# Work to be completed:
Please rewrite the lines from the first one up to and including the line with "114;91;389;323" as a numbered list, leaving out any blank lines.

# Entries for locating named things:
BEGIN

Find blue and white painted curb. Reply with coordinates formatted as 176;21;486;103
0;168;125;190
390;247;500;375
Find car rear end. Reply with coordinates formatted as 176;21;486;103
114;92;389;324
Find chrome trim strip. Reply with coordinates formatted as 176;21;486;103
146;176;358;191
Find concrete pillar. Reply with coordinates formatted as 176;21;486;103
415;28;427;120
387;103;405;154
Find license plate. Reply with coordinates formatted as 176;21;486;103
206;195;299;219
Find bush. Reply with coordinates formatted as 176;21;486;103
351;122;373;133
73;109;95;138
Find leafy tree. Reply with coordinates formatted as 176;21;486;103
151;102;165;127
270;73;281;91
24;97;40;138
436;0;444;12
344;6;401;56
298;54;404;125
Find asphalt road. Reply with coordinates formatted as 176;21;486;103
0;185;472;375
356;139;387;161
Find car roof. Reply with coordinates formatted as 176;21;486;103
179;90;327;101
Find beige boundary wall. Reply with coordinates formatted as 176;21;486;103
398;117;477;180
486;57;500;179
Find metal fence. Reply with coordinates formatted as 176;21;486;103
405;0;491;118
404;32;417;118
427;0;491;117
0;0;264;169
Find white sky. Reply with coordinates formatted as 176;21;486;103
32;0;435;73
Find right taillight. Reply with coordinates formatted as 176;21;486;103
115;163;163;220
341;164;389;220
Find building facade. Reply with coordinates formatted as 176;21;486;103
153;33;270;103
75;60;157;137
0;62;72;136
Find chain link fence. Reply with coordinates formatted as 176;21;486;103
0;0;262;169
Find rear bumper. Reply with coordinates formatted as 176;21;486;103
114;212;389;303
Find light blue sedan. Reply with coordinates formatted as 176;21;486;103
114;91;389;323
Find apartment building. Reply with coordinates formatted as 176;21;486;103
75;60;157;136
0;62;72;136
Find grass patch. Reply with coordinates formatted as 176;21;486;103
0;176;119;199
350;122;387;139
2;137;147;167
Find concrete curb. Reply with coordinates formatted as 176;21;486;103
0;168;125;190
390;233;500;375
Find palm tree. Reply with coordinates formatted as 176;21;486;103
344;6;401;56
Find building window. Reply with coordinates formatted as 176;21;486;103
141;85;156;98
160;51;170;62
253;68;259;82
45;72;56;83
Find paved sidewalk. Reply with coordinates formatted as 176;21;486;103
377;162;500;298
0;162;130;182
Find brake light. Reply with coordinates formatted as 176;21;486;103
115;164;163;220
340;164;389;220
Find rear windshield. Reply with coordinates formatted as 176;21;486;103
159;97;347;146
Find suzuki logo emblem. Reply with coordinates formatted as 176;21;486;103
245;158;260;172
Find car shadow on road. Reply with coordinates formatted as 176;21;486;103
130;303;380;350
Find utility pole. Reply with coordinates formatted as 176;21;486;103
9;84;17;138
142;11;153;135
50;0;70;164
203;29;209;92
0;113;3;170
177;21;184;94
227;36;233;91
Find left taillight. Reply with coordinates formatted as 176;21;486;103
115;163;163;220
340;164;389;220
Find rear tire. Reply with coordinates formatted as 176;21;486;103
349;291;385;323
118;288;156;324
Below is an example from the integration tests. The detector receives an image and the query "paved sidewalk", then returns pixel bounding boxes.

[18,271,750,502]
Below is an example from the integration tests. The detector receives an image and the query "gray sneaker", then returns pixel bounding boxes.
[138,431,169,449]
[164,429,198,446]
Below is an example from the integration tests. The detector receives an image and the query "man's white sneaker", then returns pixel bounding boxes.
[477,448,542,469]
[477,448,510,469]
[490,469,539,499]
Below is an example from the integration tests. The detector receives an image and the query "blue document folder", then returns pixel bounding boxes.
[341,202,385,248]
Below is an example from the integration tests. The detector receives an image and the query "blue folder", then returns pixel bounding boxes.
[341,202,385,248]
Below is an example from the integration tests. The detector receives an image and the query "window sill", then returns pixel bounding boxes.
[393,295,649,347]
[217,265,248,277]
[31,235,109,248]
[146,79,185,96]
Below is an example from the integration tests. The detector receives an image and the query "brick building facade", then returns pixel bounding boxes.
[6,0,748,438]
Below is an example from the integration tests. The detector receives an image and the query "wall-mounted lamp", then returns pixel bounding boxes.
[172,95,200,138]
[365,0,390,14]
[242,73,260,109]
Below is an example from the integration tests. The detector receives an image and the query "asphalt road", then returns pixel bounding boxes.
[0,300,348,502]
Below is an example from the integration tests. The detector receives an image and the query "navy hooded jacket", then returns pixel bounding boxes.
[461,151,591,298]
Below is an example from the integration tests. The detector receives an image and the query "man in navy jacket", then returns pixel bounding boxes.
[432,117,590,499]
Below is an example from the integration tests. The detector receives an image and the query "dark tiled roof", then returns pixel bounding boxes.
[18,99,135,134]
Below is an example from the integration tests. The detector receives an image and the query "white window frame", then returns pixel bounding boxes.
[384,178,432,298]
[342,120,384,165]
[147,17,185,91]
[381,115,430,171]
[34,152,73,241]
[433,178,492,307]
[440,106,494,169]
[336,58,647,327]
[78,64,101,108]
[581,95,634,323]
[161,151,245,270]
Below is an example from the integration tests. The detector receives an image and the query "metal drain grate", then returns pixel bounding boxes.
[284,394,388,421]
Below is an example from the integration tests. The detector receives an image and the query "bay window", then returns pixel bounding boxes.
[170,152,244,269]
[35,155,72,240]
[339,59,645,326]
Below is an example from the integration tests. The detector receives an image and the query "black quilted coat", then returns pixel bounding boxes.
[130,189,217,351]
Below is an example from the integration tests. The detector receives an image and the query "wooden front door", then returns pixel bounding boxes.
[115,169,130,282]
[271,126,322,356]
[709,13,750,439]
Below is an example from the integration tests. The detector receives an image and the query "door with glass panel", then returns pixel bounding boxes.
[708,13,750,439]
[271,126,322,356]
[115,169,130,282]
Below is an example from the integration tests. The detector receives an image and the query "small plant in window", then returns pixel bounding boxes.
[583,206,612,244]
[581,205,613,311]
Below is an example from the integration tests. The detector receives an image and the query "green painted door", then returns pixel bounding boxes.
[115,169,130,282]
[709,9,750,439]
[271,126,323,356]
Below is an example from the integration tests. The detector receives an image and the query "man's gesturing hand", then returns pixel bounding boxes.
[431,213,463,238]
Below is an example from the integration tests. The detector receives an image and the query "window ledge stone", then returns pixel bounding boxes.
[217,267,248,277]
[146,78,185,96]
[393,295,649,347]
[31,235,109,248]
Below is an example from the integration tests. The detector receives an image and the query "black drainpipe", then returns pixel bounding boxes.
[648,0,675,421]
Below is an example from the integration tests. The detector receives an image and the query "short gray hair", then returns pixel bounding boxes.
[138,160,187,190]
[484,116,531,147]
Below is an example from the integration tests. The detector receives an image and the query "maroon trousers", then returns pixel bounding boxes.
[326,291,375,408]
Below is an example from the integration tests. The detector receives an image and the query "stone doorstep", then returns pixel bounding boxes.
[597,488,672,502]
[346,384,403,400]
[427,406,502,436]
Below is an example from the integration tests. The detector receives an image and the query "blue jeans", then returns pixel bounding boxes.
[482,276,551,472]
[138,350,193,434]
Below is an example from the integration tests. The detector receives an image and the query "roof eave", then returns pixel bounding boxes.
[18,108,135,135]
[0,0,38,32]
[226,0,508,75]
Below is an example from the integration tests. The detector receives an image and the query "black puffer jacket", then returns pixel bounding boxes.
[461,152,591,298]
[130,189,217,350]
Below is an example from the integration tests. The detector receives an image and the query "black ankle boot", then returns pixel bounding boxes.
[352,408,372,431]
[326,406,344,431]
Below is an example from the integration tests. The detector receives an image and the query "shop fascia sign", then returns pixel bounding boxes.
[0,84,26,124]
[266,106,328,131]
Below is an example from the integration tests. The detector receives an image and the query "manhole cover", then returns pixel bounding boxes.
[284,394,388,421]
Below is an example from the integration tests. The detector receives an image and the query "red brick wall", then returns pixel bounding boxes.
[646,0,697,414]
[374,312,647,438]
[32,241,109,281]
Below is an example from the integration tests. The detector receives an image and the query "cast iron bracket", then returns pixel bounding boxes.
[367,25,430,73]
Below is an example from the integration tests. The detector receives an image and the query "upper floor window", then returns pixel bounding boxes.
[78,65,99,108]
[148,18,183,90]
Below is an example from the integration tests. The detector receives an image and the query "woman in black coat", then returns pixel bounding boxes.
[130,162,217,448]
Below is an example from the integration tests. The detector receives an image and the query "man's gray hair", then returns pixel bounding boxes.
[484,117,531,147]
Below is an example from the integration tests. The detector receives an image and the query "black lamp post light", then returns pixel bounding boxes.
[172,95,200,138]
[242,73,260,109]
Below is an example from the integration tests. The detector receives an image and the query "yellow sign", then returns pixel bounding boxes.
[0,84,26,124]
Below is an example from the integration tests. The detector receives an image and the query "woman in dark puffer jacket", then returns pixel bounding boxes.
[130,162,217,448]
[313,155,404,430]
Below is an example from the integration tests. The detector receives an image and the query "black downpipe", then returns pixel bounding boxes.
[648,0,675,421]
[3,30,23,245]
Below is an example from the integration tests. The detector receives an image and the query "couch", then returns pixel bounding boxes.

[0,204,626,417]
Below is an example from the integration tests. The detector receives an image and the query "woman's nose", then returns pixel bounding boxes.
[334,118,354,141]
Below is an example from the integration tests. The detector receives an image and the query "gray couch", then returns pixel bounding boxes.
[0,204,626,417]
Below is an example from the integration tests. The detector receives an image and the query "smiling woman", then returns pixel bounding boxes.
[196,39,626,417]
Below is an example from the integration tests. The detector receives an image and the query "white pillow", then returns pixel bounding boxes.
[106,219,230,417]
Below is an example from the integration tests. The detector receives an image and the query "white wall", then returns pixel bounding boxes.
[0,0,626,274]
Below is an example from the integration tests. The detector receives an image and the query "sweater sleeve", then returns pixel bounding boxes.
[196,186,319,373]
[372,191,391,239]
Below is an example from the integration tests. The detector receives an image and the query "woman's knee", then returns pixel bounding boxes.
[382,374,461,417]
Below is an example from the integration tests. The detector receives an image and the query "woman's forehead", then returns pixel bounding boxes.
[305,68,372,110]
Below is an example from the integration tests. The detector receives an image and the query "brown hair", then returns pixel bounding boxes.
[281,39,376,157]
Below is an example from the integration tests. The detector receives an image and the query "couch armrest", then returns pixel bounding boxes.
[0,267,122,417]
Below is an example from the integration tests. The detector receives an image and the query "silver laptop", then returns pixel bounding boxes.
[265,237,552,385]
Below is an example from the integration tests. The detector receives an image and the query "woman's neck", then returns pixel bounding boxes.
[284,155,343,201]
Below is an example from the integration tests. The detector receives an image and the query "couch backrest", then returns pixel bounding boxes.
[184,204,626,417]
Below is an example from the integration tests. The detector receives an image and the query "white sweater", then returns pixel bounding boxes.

END

# Response to this exercise:
1. Find blue and white painted curb. Reply with coordinates formatted as 176;21;486;103
2. 0;168;125;190
3. 390;247;500;375
4. Find car rear end. Reply with coordinates formatted as 176;21;486;103
5. 114;92;389;324
6. Find chrome trim strip. Reply with coordinates formatted as 176;21;486;103
7. 146;176;358;191
8. Find concrete pillar. Reply with coordinates formatted as 176;21;486;103
9. 415;28;427;120
10. 387;103;405;154
11. Find license plate. Reply with coordinates formatted as 176;21;486;103
12. 206;195;299;219
13. Find bush. Reply with coordinates formatted as 176;21;486;103
14. 351;122;373;133
15. 73;109;95;138
16. Find leafy tree. Reply with coordinates formatted as 176;21;486;103
17. 151;102;165;127
18. 270;73;281;91
19. 24;97;40;138
20. 436;0;444;12
21. 344;6;401;56
22. 298;54;404;125
23. Find asphalt road. Reply with coordinates formatted as 176;21;486;103
24. 0;185;472;375
25. 356;139;387;161
26. Find car roof. Reply with coordinates formatted as 176;21;486;103
27. 179;90;327;101
28. Find beige boundary wall. Reply with coordinates formatted as 176;21;486;103
29. 398;117;477;180
30. 486;57;500;179
31. Find metal fence. Reply with coordinates formatted as 176;21;486;103
32. 405;0;491;118
33. 404;32;417;118
34. 427;0;491;117
35. 0;0;264;169
36. Find white sky. Reply with coordinates formatted as 176;21;486;103
37. 32;0;435;73
38. Find right taillight. Reply with coordinates formatted as 176;21;486;103
39. 115;163;163;220
40. 341;164;389;220
41. Find building facade. Reply with coordinates formatted as 176;21;486;103
42. 153;33;270;103
43. 75;60;157;137
44. 0;62;72;136
45. Find chain link fence. Reply with coordinates formatted as 176;21;486;103
46. 0;0;262;169
47. Find rear bumper. Reply with coordinates formatted as 176;21;486;103
48. 114;212;389;303
49. Find light blue sedan. Reply with coordinates formatted as 176;21;486;103
50. 114;91;389;323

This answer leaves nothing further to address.